A Leaf from Prime in a Large-Format Latin Breviary

January 1, 2020 in Manuscript Studies, Uncategorized

J. S. Wagner Collection. Leaf from from Prime in a Latin manuscript Breviary. Folio 4 Recto, with the opening of Psalm 117 (118) in the Vulgate Version. with a framed initial C for Confitimini, decorated wih scrolling foliate ornament.

 Leaf “4” from Prime in a Large-Format Latin Breviary

Spain, 16th or 17th century

Single columns in 14 lines
circa 395 x 515 mm
with Foliate and Floral Decorated Initials

J. S. Wagner Collection

J. S. Wagner Collection. Detached Manuscript Leaf with the Opening in Latin of the Penitent Psalm 4 or Psalm 37 (38) and its Illustration of King David.

J. S. Wagner Collection. King David as Penitent from a Book of Hours.

[Published on 1 January 2020, with updates]

We continue our series of reports revealing unknown witnesses to the creativity of written materials, manuscript and in print, across the centuries.  See the Contents List for this blog for discoveries so far and unfolding.

Now, with thanks to the collector, who brought this and other manuscript and early-printed materials to our attention, we offer images of a detached leaf from a large-format manuscript for liturgical use.

Already we showcased another leaf in that collection.  It has an illustrated opening for one or another of the Penitential Psalms — we can’t know which one, given that its few visible opening lines pertain to 2 Psalms — depicting the Old Testament King David in his penitence, with crown and lyre set to one side.  The publication of that illustration, and the gathering advice of experts whom we could ask, led to improved knowledge about the probable orgin of the leaf and its original manuscript.  A similar process commences with this next leaf, also from a religious manuscript.

§ Task details
Please take the text on the breviary leaf further from where it stops. The rows are separate material with no connection to the text on the breviary leaf.

§ Given information
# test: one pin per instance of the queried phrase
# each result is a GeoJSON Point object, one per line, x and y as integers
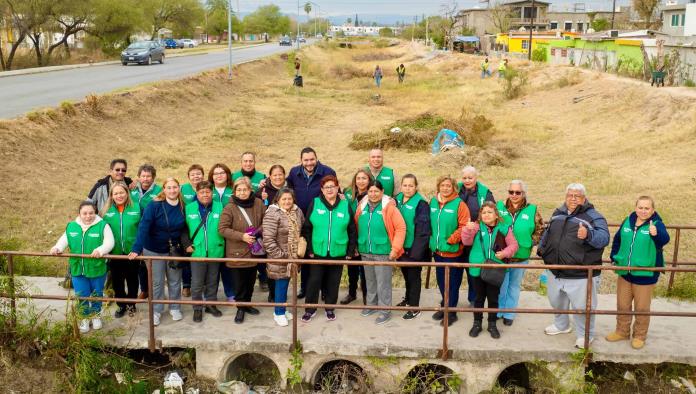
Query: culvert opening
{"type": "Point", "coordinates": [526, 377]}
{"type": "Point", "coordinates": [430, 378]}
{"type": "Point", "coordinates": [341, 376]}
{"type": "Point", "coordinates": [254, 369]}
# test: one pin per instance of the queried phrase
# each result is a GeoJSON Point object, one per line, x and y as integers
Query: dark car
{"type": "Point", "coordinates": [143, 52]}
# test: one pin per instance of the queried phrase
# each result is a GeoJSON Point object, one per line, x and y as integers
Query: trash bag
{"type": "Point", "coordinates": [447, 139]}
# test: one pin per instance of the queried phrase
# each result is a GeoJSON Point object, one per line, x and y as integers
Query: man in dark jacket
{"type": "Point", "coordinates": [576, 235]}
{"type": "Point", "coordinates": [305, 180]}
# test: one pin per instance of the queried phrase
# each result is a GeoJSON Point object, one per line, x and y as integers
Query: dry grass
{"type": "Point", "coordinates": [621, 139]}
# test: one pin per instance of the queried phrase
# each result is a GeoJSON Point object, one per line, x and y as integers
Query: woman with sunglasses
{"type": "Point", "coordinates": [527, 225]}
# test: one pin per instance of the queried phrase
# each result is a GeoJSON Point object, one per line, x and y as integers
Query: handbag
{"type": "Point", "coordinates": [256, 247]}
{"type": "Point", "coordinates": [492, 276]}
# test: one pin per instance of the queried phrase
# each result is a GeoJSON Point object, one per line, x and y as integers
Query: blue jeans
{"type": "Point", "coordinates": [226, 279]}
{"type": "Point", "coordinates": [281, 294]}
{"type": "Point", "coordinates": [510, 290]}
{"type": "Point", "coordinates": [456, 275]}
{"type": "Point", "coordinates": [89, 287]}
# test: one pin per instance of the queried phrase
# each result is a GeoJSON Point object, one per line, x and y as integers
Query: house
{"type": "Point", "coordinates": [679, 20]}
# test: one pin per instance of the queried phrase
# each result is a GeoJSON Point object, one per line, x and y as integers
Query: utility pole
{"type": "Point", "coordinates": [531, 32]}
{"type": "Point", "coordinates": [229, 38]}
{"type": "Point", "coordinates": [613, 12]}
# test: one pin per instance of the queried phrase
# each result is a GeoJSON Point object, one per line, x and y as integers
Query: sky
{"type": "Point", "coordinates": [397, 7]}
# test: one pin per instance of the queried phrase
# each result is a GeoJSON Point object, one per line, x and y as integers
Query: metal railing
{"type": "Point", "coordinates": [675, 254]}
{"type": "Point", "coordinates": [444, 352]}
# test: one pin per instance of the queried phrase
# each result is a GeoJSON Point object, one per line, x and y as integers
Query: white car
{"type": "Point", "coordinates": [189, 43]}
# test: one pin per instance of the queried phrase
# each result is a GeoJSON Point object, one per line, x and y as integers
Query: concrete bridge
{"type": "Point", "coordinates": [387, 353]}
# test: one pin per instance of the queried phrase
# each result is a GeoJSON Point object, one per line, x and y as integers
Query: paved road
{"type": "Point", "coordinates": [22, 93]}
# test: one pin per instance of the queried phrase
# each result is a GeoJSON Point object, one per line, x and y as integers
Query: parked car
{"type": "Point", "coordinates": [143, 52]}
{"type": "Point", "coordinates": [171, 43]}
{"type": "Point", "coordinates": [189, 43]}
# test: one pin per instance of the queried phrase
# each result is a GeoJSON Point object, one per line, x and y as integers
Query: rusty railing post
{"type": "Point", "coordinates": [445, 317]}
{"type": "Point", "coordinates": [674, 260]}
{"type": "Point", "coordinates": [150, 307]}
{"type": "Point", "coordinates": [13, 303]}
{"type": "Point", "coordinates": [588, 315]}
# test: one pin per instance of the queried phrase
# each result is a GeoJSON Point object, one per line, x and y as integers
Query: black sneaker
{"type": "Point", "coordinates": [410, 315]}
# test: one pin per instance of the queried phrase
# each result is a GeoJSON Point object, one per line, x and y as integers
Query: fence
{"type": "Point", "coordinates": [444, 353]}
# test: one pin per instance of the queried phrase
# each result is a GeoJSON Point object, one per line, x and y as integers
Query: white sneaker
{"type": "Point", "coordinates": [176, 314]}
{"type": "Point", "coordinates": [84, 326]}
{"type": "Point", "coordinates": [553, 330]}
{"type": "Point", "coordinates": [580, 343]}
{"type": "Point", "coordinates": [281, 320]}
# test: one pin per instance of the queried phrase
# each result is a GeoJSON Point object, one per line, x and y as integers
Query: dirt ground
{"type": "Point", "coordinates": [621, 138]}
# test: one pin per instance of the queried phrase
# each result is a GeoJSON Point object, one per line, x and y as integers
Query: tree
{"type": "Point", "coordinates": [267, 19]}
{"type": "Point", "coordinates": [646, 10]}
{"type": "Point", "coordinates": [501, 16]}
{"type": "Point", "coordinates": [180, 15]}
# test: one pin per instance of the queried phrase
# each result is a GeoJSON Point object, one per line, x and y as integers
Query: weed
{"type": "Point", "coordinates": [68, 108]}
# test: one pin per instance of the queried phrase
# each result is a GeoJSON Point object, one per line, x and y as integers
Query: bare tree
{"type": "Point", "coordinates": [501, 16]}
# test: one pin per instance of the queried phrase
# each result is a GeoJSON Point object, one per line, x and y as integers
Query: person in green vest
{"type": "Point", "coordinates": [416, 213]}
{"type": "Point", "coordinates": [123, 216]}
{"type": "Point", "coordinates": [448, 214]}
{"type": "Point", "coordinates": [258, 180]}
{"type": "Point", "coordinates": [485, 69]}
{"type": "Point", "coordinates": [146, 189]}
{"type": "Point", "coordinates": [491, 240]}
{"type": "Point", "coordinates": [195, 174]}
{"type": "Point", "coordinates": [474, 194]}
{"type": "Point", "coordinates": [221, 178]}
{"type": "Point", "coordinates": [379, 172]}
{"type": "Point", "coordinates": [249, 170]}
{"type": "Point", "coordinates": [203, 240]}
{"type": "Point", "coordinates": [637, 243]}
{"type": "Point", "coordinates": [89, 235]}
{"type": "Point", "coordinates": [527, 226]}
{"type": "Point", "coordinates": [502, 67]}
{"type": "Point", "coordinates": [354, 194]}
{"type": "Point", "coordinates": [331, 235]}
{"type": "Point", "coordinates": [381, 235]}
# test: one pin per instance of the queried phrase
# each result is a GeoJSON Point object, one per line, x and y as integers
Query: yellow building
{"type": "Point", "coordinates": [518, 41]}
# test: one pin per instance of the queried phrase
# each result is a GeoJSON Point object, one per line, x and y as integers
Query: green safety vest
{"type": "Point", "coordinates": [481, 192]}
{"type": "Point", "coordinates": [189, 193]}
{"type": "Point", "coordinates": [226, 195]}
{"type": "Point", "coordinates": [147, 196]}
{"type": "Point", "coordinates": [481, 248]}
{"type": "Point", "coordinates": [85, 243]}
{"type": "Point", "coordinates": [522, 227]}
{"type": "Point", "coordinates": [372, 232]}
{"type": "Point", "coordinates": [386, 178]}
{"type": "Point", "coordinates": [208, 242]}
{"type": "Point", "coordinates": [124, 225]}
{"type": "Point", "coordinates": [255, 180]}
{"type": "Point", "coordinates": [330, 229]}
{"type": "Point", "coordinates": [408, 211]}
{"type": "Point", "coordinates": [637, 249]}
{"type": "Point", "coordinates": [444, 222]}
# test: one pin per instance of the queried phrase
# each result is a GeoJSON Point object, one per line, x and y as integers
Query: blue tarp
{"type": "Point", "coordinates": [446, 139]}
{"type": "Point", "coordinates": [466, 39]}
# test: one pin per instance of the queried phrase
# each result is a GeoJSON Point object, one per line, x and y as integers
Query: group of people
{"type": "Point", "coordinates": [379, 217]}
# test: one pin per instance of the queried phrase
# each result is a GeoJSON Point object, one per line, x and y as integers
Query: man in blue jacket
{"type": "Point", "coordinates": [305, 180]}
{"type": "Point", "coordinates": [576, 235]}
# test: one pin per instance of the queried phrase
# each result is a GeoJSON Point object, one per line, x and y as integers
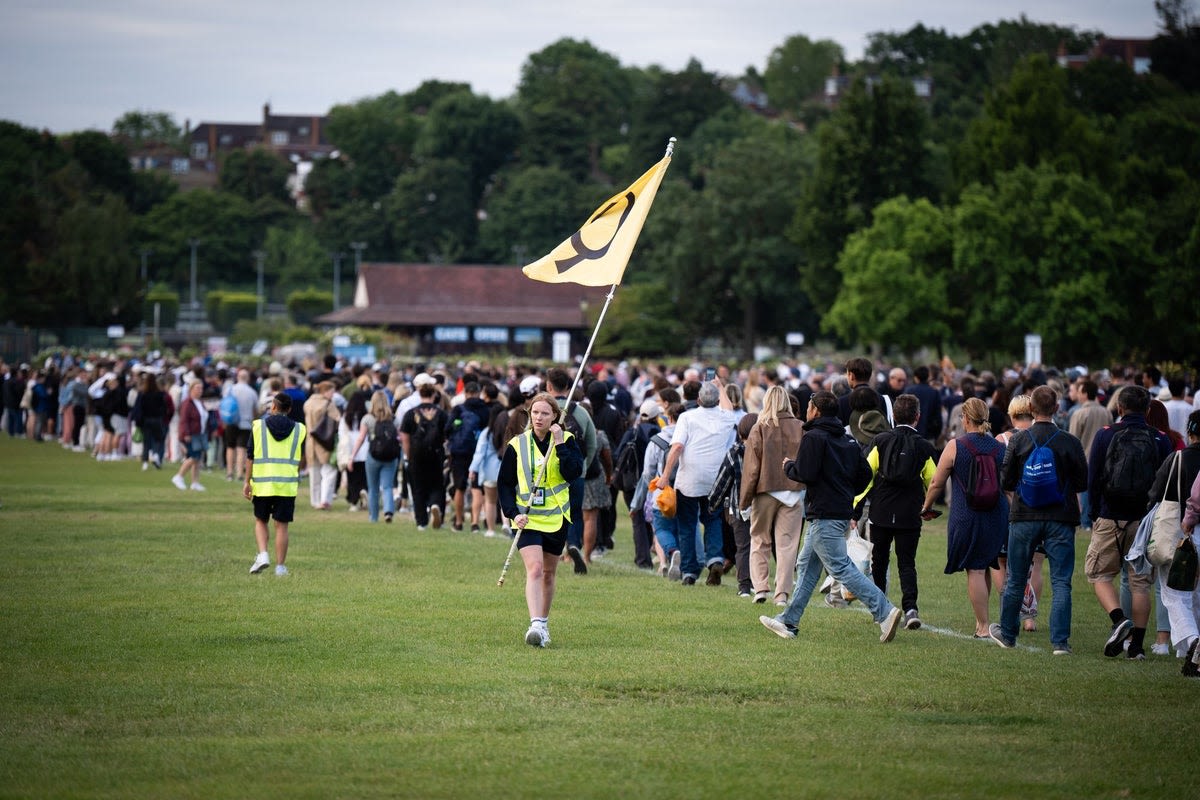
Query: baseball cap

§ Answer for this exercise
Element Number 4 out of N (= Integer)

Here we turn to a single Breviary leaf, which carries the modern arabic number “4” in ink at its top right corner of the recto. In my first iteration of this blogpost (1 January 2020), I asserted confidently:

That number must belong to a consecutive series applied while the manuscript was still intact.  The number identifies the front side of the former Folio 4, presumably, rather than a Page 4, partly because the verso of the leaf is unnumbered and partly because a Page 4 out of 4 would scarcely stand on a recto, rather than on a second verso.

Then I observed:  “Who knows how many leaves which the numbered sequence encompassed?  Let’s call it “N”, meaning a whole number (so far unknown) of leaves.”

Upon this basis, it seemed reasonable to observe that, because “so far the manuscript remains unknown”, such signs as “the folio number could aid in identifying which manuscript formerly contained this specimen”. And there’s more:

For example, a full series might carry numbering written by a single hand more-or-less at a single sitting.

If the formerly adjacent folios 3 and 5 survive, we might recognize them (and others from the same original book) through their shared folio numeration, signs of damage, style of script and decoration, and consecutive text.

That was then.  This is now (mid January).  A dedicated and constructive critic has made suggestions worth reconsidering the assessment of the value of the number 4 in this position.  Not sure that the number 4 has to be a ‘folio number’, attractive as that reasoning seemed.  (See below.)

For the moment, let’s stick with “4” in some sequence of 1–4 + N, without yet deciding which things (folios, specimens, something or other) that those numbers were designed to designate.  But the consecutive sequence entered perhaps by a single hand at a single sitting still holds attraction.

Leaf from from Prime in a Latin manuscript Missal. Folio 4 Recto, top, with the rubricated running title "Ad Primam".

J. S. Wagner Collection. Leaf from from Prime in a Latin manuscript Missal. Folio 4 Recto, top.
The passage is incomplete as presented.